▸ EXCERPTED TEXT

>> start

Benita Vēja ( Vilerte, born January 15, 1948, in Kuldīga) is a Latvian chess master who won the Latvian Chess Championship for women in 1966.

Chess career
Benita Vēja started to play chess in early childhood and won the Latvian Girl championship in 1961 but in 1963 she won Soviet Girl championship. Rīga women chess championship she won twice: 1972 and 1975.
She won the Latvian Chess Championship for women in 1966 (after match victory over the sixties Latvian women chess leader Astra Klovāne – 2,5:1,5), was the runner-up in 1963, and 1972 and won the third prize in 1964, 1967, and 1969.
Benita Vēja played for Latvia in Soviet team chess championship in 1967 and 1972 and for team "Daugava" in Soviet team chess cup in 1964, 1966, 1968, and 1971. In Soviet team chess championship in 1967 she won second place at girl board, but in Soviet team chess cup in 1971 she won third place at first women board.

>> end

▸ EXTRACTED DATA
>> start

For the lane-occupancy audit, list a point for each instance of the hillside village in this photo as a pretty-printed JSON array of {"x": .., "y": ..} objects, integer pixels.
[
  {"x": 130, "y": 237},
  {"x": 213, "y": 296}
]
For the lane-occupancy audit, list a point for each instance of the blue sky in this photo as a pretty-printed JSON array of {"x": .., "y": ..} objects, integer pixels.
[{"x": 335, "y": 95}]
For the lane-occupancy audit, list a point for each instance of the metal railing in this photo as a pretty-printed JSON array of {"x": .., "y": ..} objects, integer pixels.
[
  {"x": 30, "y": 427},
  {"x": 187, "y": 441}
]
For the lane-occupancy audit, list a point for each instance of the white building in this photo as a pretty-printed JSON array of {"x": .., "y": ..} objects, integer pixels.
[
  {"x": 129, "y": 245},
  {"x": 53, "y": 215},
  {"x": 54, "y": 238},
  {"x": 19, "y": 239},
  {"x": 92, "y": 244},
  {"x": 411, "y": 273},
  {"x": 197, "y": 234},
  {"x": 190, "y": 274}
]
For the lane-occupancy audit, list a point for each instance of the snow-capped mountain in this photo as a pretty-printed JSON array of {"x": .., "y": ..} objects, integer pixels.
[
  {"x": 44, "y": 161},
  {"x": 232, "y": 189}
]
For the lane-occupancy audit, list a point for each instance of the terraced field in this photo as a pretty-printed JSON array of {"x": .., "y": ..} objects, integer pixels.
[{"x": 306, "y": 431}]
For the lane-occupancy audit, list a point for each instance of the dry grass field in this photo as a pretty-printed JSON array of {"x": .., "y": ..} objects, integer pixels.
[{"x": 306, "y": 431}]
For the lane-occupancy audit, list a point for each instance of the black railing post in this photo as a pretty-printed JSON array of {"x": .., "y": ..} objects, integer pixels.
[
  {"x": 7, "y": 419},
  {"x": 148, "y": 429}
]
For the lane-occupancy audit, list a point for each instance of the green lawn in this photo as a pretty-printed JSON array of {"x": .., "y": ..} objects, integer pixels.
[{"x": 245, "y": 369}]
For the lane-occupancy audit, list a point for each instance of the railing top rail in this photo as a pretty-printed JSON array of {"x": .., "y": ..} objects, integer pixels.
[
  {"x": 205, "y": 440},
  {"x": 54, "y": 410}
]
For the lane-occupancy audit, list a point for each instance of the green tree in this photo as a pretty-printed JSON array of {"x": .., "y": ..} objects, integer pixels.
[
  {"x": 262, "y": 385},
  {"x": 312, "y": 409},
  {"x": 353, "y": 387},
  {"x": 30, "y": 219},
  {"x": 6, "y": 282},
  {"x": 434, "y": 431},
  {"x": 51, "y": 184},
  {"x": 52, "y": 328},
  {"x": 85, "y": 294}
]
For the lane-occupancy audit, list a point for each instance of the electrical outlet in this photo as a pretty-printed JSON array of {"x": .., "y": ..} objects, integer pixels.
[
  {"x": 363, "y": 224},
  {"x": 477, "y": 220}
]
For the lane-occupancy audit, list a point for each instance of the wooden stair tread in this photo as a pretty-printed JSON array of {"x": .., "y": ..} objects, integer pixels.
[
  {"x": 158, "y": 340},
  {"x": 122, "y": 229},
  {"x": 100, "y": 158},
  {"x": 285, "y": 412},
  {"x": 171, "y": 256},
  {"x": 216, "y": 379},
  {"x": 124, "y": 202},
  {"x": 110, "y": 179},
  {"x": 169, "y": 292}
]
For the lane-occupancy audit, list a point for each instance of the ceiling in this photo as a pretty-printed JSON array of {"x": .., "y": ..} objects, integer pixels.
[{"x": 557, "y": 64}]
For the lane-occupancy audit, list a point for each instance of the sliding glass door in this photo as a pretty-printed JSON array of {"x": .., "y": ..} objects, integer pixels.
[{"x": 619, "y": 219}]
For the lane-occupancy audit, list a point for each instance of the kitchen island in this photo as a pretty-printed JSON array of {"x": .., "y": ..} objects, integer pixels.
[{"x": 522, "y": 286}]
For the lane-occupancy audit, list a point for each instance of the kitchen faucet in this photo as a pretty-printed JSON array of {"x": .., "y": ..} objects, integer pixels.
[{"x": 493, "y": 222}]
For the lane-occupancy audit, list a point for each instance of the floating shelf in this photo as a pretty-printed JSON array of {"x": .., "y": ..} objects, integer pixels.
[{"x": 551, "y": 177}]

>> end

▸ SET TASK A
Answer these questions using the Benita Vēja biography:
(i) In what town was Benita Vēja born?
(ii) In which two years did she win the Rīga women chess championship?
(iii) In the 1966 Latvian women's championship, whom did she beat in a match, and by what score?
▸ SET TASK B
Tally the lines of the listing that contain the string "mountain", treating uppercase and lowercase as different, and reply with the number alone.

▸ SOLUTION A
(i) Kuldīga
(ii) 1972 and 1975
(iii) Astra Klovāne, 2,5:1,5

▸ SOLUTION B
1